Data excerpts
--
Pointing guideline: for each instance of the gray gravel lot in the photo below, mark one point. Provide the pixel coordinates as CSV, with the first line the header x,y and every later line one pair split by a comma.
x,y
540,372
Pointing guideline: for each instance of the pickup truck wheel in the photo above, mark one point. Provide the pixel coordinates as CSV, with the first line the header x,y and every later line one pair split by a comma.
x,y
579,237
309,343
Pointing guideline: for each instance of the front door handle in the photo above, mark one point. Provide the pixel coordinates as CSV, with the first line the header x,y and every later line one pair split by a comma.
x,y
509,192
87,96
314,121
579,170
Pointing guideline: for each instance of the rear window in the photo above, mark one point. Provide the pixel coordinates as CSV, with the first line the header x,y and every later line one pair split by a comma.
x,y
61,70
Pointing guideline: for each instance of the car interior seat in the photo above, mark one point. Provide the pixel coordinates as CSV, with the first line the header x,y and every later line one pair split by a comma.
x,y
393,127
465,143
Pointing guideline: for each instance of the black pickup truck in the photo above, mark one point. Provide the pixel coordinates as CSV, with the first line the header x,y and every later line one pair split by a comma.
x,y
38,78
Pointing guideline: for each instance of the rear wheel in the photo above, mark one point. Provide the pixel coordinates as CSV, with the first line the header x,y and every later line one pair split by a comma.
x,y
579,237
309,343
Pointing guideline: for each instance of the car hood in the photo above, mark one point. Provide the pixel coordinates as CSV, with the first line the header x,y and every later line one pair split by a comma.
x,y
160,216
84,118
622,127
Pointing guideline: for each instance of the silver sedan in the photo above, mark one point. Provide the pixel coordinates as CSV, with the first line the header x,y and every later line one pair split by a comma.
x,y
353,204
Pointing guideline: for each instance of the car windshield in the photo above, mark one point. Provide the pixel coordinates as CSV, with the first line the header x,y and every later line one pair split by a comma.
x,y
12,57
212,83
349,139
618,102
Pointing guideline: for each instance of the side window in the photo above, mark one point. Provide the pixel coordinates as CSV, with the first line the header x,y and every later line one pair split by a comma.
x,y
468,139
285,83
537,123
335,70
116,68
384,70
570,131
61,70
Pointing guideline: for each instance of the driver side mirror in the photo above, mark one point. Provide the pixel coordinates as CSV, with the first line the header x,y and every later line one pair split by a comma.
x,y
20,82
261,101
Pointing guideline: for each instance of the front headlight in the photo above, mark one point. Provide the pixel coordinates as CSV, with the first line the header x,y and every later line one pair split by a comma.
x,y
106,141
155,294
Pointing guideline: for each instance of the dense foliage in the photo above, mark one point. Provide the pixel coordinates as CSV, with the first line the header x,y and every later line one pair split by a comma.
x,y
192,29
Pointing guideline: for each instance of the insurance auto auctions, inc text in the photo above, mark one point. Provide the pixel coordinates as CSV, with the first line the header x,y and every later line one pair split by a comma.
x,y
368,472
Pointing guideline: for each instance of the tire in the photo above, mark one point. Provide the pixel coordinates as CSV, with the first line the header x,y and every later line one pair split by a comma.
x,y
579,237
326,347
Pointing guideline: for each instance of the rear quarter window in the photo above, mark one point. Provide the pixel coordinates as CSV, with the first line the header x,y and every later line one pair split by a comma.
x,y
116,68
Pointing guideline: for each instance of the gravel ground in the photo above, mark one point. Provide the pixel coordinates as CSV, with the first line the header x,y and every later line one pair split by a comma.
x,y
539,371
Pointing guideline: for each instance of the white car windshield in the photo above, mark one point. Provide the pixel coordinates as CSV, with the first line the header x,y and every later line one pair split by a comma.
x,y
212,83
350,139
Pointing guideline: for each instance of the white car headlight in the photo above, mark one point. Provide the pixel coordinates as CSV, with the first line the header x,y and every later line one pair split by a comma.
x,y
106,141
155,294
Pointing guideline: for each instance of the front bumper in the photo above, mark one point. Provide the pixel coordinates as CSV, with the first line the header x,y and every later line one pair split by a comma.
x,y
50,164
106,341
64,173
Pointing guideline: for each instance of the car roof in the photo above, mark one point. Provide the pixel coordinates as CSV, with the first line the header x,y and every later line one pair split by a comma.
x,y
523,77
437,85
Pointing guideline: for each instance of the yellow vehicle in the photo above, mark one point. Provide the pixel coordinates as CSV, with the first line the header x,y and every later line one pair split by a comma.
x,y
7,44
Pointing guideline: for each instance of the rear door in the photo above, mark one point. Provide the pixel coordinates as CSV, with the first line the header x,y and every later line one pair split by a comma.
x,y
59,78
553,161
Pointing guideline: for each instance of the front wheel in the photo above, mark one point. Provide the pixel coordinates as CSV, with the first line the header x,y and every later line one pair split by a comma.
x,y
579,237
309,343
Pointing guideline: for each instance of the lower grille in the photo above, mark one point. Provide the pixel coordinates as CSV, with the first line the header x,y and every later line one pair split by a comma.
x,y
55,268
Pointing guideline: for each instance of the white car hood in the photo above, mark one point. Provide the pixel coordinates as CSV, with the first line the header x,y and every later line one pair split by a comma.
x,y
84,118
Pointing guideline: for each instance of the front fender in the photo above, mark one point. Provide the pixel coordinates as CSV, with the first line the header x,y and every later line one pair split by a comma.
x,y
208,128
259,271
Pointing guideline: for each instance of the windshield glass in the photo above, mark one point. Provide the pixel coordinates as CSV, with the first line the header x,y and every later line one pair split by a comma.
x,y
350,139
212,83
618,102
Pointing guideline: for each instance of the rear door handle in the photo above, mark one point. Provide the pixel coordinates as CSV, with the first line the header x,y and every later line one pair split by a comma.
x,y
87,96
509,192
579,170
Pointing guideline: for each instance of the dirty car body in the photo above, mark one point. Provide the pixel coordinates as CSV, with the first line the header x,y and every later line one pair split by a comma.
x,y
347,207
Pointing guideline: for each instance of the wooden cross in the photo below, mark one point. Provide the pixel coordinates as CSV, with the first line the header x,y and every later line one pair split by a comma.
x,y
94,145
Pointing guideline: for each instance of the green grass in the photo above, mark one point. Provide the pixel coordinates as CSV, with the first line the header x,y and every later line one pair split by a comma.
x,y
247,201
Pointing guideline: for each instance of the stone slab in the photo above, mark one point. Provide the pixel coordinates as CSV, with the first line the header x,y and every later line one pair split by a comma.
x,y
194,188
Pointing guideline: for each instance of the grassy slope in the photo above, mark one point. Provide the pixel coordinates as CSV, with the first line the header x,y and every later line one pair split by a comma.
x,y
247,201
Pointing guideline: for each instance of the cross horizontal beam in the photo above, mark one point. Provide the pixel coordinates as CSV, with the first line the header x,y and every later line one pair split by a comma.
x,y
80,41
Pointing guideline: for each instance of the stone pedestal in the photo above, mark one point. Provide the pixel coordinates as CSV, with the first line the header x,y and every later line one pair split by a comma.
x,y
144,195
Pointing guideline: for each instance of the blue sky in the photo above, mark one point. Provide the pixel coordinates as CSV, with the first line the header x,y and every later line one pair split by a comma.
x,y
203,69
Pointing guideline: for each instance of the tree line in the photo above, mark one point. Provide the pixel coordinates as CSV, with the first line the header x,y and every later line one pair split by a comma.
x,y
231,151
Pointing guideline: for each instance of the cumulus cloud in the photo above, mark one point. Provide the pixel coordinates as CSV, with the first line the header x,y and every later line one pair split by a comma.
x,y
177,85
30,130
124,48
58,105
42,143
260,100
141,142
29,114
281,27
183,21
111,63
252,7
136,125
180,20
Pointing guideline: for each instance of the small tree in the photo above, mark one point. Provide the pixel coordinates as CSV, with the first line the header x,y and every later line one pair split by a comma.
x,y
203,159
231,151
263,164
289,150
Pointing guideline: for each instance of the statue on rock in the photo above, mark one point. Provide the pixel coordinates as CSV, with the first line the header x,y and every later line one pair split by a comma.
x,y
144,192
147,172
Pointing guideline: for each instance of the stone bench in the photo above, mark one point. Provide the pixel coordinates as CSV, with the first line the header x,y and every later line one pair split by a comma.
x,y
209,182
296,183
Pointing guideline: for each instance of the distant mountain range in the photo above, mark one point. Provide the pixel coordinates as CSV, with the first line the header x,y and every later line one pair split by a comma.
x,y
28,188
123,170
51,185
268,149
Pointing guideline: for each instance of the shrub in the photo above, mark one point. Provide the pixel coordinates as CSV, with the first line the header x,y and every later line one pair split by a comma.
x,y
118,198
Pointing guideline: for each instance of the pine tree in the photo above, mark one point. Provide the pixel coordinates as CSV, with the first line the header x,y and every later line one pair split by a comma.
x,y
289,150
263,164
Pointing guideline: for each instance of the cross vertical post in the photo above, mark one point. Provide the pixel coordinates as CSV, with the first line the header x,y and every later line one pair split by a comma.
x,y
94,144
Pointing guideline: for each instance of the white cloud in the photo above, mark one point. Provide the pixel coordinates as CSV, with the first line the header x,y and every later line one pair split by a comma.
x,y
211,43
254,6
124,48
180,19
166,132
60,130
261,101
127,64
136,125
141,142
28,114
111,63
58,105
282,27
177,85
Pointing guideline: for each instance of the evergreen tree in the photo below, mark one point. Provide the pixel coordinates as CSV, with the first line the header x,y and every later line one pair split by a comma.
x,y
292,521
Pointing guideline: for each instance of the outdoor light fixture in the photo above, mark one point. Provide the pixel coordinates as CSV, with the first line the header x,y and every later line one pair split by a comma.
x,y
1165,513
--
Beginning with the line that holds "Pointing guideline: for each instance of the shrub", please return every line through the end of the data, exactly as written.

Pointing guideline: for each instance of the shrub in the photo above, mark one point. Provide the pixel coordinates as CSV, with the first line the header x,y and every later line one pair split by a comma.
x,y
118,198
Pointing guideline: for each instance of the pine tree in the photo above, mark one point. Provide the pixel coordinates as CSV, with the first line the header x,y and every later line one pair split by a comma.
x,y
289,150
263,164
Pointing guideline: for each instance of the cross vertical post in the photo above, mark one point. Provide the pixel coordinates as CSV, with the first line the header x,y and every later line one pair split by a comma.
x,y
94,144
Pointing guideline: for each instance of the white cloud in the photo above, mark one point. Provide the pixel coordinates as CSV, with the first line the header x,y and every later line one pair split by a comma.
x,y
211,43
254,6
124,48
180,19
166,132
60,130
261,101
127,64
136,125
141,142
28,114
111,63
58,105
282,27
177,85
Pointing guideline: for each instance of the evergreen tree in the photo below, mark one point. Provide the pixel coordinates as CSV, with the first line the header x,y and every later line one pair split by a comma.
x,y
292,521
Pointing guideline: for each instance of the outdoor light fixture in the photo above, mark one point. Provide the pixel coordinates as CSV, with the first line the header x,y and every later line one pair split by a comma.
x,y
1165,513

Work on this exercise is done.